(Beginning of INPUT MATERIAL)

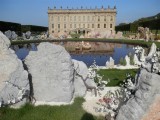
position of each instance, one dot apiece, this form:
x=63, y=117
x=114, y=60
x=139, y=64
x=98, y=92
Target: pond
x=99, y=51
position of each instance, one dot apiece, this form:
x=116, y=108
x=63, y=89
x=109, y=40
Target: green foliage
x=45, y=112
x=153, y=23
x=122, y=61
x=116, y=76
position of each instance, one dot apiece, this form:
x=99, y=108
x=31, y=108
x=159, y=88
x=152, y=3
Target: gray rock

(End of INPUT MATERIAL)
(Beginning of INPUT MATERIAL)

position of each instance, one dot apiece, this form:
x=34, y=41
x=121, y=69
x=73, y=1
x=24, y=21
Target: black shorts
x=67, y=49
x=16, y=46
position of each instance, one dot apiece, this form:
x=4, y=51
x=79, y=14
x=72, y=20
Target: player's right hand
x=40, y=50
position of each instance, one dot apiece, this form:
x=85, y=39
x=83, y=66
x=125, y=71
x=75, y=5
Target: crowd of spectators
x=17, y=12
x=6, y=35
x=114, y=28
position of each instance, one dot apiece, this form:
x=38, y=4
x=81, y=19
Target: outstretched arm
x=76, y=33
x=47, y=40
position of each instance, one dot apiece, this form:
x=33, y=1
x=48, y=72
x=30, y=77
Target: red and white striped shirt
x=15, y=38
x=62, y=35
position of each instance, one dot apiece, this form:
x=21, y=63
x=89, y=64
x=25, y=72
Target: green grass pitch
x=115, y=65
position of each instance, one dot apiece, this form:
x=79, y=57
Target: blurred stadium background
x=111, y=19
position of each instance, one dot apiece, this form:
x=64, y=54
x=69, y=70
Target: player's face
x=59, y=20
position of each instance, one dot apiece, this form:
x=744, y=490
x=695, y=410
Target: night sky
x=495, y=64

(End of INPUT MATERIAL)
(Beginning of INPUT MATERIAL)

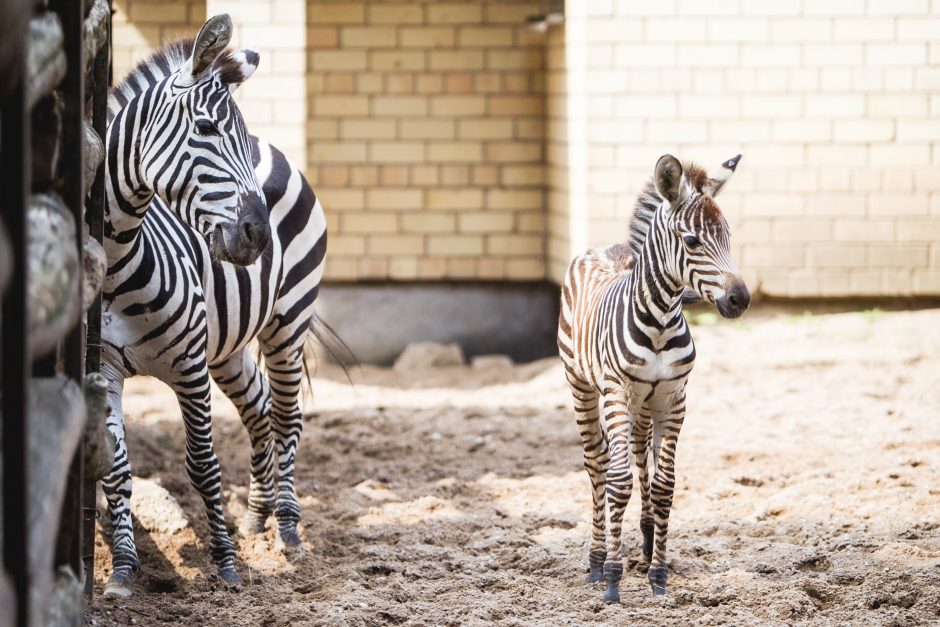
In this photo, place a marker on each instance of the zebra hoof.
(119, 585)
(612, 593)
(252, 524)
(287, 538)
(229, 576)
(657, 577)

(End of INPUT MATERIAL)

WHAT IS EXPECTED -> Could you restate word for word the lines above, from the one that contains "Target: pond" through the one that contains "Target: gray rock", and no others?

ANSWER FOR THIS EXERCISE ->
Target: pond
x=99, y=51
position of each instance, one dot apiece, this form:
x=116, y=108
x=63, y=89
x=109, y=40
Target: green foliage
x=45, y=112
x=153, y=23
x=122, y=61
x=116, y=76
position of each instance, one dot apiece, this form:
x=99, y=108
x=31, y=108
x=159, y=88
x=152, y=3
Target: gray rock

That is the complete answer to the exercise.